- STATED PROBLEM:
Rewrite the data below, putting "inventory sheet" wherever "shelf-audit log" appears and leaving every other word and number untouched.

Data pointing to named objects
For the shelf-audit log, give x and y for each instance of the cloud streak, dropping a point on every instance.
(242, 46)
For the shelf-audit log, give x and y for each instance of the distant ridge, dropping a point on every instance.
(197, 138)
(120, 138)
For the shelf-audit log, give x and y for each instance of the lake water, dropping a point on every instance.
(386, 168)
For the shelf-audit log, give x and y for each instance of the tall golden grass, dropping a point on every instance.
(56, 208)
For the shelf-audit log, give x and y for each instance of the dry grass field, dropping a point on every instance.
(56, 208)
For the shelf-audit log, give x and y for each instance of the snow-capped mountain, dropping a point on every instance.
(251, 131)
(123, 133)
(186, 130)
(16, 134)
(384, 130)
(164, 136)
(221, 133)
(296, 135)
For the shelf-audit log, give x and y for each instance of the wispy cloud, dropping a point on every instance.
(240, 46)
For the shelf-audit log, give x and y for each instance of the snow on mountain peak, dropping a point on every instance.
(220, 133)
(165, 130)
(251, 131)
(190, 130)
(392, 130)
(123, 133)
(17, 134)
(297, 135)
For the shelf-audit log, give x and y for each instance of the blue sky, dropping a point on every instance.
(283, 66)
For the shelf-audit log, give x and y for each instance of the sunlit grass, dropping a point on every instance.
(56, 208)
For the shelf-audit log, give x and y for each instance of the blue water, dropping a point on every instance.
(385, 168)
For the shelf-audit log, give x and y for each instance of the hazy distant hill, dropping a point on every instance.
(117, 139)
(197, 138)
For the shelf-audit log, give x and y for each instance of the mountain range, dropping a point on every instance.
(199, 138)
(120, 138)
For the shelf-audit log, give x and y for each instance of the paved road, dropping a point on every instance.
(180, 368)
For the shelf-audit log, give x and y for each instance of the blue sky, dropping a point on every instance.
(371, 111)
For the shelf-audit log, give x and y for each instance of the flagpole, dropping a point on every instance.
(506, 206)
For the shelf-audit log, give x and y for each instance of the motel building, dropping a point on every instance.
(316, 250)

- RESULT BELOW:
For the inventory sheet, give x and y for each instance of the cloud streak, dropping a point on every instance.
(242, 46)
For the inventory sheet, give x and y for each instance of the distant ridge, dropping a point on every instance.
(197, 138)
(120, 138)
For the inventory sheet, give x and y for each instance of the lake water, dropping a point on every instance.
(386, 168)
For the inventory sheet, give x and y for each instance of the tall golden grass, dropping a point on every instance.
(56, 208)
For the inventory sheet, give x and y for each instance of the dry grass field, dropping a point on every instance.
(56, 208)
For the inventory sheet, give x and y for each instance of the snow-capped mountain, dropping a point on every instance.
(251, 131)
(123, 133)
(186, 130)
(16, 134)
(384, 130)
(164, 136)
(221, 133)
(296, 135)
For the inventory sheet, give x and y for each instance of the wispy cloud, dropping a point on every instance.
(240, 46)
For the inventory sheet, give x and y for each instance of the snow on mountain peak, dropping a point on every instance.
(220, 133)
(165, 130)
(251, 131)
(190, 130)
(392, 130)
(123, 133)
(17, 134)
(297, 135)
For the inventory sheet, give x and y for each instance of the blue sky, dropping a point on every instance.
(283, 66)
For the inventory sheet, give x and y for each instance of the sunlit grass, dropping a point on every instance.
(56, 208)
For the inventory sheet, give x and y for each instance of the blue water, dropping a point on every instance.
(385, 168)
For the inventory sheet, give x and y for each instance of the hazy distant hill, dropping a point on every instance.
(117, 139)
(197, 138)
For the inventory sheet, give x and y for each instance of the mountain range, dropping a point on every instance.
(199, 138)
(120, 138)
For the inventory sheet, give x and y for each instance of the paved road, dropping a point on every instance.
(180, 368)
For the inventory sheet, give x and y for each instance of the blue sky, dropping a point on every instance.
(371, 111)
For the inventory sheet, give x and y for each instance of the flagpole, dropping a point on every instance.
(506, 206)
For the inventory sheet, give x and y for each instance of the motel building, dropping a point on every instance.
(316, 250)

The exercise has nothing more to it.